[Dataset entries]

=======

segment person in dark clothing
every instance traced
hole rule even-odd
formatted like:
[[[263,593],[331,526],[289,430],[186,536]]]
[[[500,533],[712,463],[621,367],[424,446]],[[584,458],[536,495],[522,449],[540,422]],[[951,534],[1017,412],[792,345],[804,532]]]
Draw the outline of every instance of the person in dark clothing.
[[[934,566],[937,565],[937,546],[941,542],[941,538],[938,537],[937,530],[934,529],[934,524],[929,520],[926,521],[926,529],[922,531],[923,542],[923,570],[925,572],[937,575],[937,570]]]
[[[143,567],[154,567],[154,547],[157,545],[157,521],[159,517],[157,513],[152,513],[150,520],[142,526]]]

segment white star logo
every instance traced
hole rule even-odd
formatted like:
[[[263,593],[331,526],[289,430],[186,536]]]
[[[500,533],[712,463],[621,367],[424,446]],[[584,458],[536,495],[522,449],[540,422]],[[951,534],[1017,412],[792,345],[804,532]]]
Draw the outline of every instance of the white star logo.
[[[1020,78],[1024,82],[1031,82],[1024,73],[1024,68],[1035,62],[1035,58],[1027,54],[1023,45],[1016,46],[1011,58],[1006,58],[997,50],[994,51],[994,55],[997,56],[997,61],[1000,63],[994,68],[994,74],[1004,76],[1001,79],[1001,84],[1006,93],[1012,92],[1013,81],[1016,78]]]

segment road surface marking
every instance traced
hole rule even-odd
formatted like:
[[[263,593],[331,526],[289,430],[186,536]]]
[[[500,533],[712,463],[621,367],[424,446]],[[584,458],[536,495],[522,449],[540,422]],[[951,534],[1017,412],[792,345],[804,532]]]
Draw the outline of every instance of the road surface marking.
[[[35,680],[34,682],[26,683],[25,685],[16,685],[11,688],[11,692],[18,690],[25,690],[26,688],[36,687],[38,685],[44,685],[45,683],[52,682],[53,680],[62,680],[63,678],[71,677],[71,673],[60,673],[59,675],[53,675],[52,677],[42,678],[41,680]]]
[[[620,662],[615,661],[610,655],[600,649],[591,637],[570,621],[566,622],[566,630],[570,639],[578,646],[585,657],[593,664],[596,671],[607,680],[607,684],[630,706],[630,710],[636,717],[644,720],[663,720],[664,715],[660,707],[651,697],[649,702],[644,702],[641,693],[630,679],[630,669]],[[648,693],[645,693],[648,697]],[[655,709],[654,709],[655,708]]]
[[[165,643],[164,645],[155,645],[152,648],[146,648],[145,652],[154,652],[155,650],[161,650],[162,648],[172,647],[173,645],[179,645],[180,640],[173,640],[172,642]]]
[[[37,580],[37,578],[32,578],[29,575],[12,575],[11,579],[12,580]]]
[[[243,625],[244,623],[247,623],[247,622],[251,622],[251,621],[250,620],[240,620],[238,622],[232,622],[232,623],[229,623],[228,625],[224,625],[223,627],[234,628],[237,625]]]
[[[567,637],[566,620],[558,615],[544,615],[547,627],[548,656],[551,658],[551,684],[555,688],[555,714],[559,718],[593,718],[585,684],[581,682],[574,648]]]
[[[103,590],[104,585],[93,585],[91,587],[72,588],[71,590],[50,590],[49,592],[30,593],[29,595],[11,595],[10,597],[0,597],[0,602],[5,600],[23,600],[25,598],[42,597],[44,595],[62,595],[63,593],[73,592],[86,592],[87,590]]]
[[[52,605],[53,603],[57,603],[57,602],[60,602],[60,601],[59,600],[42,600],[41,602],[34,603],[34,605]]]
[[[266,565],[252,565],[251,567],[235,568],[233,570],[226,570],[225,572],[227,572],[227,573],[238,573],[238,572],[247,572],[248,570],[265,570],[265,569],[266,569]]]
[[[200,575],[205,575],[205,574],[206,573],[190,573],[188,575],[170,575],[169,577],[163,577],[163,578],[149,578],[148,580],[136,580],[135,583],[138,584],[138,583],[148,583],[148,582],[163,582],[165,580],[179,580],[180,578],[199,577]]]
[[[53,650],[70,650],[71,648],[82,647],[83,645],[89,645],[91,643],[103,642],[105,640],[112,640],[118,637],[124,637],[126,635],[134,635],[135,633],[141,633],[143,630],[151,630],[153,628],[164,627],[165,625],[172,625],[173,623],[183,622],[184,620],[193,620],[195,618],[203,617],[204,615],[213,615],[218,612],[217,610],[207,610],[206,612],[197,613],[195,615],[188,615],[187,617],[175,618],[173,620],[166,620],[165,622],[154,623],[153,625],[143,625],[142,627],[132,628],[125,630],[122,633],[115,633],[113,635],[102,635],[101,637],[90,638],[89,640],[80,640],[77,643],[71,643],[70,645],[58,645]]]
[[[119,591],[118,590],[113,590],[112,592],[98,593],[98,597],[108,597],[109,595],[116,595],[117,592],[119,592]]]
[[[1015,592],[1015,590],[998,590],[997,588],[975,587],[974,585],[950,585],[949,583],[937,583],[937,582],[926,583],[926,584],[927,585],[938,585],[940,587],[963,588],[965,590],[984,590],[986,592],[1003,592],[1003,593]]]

=======

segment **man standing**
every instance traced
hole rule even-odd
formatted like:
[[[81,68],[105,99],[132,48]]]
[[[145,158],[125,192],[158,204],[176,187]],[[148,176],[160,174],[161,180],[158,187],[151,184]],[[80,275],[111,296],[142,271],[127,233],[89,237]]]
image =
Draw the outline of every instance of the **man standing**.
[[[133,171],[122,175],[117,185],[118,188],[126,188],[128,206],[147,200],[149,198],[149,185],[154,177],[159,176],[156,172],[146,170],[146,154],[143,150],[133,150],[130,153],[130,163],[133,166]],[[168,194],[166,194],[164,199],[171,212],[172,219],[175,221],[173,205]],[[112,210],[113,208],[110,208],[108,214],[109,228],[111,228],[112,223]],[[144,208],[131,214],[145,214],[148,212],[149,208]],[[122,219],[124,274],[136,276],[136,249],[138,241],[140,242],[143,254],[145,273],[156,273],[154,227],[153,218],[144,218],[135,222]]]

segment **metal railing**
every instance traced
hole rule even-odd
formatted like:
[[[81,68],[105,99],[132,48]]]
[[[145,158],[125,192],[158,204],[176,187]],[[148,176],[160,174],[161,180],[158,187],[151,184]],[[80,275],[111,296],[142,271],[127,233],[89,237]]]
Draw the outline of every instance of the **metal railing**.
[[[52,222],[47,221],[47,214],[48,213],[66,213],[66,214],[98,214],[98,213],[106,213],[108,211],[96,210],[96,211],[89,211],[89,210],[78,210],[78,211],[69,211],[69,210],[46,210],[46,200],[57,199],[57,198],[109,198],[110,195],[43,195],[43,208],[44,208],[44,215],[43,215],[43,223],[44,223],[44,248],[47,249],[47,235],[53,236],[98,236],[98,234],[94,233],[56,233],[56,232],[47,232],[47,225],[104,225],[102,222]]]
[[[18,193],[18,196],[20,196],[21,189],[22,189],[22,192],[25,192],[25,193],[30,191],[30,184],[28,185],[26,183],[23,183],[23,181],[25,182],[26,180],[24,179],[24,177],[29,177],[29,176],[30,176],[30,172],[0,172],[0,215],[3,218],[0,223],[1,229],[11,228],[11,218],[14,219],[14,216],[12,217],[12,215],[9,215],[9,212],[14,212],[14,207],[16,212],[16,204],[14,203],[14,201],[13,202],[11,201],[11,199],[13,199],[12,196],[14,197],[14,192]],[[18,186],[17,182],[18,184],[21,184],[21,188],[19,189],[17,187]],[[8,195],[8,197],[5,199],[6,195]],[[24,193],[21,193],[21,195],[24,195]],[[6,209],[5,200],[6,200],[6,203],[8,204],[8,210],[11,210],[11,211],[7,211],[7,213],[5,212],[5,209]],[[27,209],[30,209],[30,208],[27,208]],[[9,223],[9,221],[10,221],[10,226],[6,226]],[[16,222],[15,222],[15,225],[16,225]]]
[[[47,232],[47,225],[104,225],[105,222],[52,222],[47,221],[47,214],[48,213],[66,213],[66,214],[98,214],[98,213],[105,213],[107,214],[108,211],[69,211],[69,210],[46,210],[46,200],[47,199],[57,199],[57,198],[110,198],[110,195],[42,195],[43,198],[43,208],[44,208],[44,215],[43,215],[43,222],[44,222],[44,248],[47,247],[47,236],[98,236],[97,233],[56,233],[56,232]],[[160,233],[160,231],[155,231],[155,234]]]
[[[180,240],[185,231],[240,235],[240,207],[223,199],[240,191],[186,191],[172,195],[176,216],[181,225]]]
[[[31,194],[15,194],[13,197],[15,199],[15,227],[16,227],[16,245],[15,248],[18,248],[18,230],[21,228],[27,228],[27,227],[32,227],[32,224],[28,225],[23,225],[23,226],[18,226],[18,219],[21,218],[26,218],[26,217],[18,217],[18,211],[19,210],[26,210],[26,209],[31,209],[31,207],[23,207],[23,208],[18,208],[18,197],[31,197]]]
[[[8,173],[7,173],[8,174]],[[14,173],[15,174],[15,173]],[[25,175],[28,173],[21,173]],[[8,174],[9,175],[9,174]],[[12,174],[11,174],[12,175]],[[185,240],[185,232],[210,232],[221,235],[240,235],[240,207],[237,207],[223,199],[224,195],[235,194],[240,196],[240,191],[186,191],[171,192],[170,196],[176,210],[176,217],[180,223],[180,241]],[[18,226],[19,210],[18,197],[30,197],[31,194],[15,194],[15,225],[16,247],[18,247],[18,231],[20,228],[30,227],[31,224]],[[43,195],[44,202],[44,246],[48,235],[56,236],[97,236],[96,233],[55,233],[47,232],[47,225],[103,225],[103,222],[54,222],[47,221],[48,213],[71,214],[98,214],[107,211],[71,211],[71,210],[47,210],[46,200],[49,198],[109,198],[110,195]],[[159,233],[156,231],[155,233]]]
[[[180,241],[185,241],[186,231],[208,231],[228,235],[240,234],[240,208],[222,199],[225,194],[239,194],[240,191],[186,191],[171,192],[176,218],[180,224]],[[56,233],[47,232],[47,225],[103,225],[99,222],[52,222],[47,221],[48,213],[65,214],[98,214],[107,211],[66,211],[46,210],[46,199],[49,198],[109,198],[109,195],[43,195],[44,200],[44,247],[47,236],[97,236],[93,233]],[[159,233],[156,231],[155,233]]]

=======

WHAT TO WORK ON
The answer should be one number: how many lines of the data above contain "segment".

ANSWER FOR THE TASK
5